Records for this exercise section start
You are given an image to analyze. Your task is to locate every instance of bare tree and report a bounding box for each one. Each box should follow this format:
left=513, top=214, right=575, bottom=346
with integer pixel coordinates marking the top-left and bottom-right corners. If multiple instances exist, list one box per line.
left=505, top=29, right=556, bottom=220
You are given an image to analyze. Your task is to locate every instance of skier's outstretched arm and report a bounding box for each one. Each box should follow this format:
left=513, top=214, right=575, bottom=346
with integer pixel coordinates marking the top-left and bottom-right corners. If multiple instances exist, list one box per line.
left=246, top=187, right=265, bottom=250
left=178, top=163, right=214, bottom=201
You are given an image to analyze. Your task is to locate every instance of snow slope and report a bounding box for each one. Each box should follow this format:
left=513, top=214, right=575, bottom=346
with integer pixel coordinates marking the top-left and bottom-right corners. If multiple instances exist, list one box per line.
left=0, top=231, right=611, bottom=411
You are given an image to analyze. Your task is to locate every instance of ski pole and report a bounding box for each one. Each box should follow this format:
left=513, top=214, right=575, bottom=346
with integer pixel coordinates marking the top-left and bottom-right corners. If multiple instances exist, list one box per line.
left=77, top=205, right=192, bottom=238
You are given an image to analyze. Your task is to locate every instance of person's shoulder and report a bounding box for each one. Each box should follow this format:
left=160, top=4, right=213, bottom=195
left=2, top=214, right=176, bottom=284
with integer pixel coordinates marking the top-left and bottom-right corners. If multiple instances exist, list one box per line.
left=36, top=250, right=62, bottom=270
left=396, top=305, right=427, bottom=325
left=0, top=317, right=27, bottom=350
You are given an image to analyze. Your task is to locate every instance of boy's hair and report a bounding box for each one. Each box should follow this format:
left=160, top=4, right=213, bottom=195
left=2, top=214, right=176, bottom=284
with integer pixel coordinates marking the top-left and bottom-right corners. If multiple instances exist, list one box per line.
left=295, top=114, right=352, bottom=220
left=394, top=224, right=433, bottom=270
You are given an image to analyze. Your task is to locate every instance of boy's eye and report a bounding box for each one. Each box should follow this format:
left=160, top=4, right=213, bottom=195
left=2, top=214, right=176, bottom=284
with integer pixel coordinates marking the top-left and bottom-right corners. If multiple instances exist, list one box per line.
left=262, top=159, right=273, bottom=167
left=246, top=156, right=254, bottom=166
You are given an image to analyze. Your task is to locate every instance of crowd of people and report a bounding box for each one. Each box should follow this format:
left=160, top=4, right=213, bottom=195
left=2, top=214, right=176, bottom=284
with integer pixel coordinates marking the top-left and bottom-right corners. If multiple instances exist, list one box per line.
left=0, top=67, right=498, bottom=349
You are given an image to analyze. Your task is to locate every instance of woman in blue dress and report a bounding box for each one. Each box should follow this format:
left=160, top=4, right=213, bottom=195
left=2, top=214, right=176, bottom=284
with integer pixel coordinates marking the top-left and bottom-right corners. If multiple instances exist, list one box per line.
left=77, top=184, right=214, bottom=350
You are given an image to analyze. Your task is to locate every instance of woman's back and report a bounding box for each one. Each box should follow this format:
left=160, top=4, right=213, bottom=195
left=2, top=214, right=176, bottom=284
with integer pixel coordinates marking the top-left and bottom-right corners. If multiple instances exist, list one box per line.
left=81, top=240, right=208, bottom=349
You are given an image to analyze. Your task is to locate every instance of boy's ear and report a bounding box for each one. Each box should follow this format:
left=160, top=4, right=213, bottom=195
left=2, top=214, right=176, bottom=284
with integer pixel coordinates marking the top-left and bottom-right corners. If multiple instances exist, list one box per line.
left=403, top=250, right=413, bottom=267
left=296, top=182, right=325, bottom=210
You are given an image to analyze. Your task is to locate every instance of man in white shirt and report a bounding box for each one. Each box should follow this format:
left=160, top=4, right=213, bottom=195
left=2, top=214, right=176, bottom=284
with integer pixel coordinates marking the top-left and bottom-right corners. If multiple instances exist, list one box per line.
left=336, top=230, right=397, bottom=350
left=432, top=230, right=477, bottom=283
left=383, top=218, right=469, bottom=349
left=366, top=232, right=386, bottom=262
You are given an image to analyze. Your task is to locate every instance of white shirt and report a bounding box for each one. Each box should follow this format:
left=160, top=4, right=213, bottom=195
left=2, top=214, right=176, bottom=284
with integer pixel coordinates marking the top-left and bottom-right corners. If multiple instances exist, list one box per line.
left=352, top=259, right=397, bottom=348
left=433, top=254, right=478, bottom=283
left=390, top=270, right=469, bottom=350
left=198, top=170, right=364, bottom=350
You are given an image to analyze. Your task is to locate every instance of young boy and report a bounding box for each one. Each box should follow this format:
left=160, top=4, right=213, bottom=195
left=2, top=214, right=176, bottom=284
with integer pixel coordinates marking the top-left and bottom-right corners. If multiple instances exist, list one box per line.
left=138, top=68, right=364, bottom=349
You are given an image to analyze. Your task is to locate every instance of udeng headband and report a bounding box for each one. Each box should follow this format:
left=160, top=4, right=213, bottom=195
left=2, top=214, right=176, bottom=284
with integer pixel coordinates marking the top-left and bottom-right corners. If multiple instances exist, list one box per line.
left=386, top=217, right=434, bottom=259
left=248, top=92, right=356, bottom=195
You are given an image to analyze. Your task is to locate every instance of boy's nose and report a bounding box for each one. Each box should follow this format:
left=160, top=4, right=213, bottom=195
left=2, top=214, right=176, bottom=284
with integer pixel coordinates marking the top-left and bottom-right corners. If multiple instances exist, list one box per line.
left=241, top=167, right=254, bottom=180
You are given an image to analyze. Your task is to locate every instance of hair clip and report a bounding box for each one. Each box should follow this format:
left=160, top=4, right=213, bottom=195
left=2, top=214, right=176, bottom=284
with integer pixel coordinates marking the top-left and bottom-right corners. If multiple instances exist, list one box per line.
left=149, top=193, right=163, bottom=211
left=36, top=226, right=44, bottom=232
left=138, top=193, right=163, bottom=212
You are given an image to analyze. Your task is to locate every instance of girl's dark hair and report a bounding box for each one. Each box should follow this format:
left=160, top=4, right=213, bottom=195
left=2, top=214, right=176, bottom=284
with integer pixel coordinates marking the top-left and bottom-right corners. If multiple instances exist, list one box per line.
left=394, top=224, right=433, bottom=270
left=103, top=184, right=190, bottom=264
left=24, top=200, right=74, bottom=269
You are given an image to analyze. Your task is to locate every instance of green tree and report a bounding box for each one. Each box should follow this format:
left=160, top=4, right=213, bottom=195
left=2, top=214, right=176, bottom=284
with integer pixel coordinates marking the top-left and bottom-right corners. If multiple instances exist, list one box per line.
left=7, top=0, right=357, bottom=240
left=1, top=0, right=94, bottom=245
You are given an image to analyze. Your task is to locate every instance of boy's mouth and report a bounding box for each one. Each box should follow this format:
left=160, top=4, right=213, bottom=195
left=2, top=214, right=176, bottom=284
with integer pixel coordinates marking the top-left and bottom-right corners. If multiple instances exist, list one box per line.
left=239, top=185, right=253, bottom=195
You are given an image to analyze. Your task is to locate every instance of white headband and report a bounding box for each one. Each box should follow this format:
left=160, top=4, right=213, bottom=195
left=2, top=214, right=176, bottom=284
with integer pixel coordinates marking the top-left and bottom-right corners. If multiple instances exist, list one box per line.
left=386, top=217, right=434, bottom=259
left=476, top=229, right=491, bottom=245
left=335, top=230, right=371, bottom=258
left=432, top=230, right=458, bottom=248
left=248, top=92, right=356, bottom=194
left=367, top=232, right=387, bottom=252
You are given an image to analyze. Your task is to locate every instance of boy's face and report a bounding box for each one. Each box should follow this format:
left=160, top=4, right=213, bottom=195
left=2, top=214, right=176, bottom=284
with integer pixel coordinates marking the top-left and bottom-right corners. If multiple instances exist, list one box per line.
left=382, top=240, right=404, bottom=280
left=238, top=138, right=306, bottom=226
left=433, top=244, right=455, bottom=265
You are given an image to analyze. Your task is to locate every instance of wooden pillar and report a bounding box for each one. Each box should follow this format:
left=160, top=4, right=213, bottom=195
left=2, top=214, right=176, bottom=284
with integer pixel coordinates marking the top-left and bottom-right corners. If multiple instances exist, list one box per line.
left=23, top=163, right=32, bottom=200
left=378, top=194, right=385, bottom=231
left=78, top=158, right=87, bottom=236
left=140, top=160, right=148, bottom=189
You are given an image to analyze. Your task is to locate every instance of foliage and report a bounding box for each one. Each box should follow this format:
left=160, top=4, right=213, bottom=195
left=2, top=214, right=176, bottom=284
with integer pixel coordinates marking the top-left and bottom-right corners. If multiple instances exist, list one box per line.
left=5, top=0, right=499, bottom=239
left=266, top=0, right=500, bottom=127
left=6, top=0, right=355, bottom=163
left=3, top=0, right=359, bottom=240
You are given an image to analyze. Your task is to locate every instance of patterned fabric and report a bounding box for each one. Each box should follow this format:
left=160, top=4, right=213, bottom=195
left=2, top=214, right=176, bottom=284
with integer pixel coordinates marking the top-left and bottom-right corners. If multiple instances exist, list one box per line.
Records for this exercise section end
→ **What needs to be done**: Scan the entries above. Copy each line that has the string "tree".

→ **Exercise output**:
You are given an image to analyze. Your task is to locate every instance of bare tree and report a bounding box for each one. Each box should follow this format:
You are given an image to analyze. Your task is to locate every instance of green tree and report a bounding box for each one. Each box should follow this format:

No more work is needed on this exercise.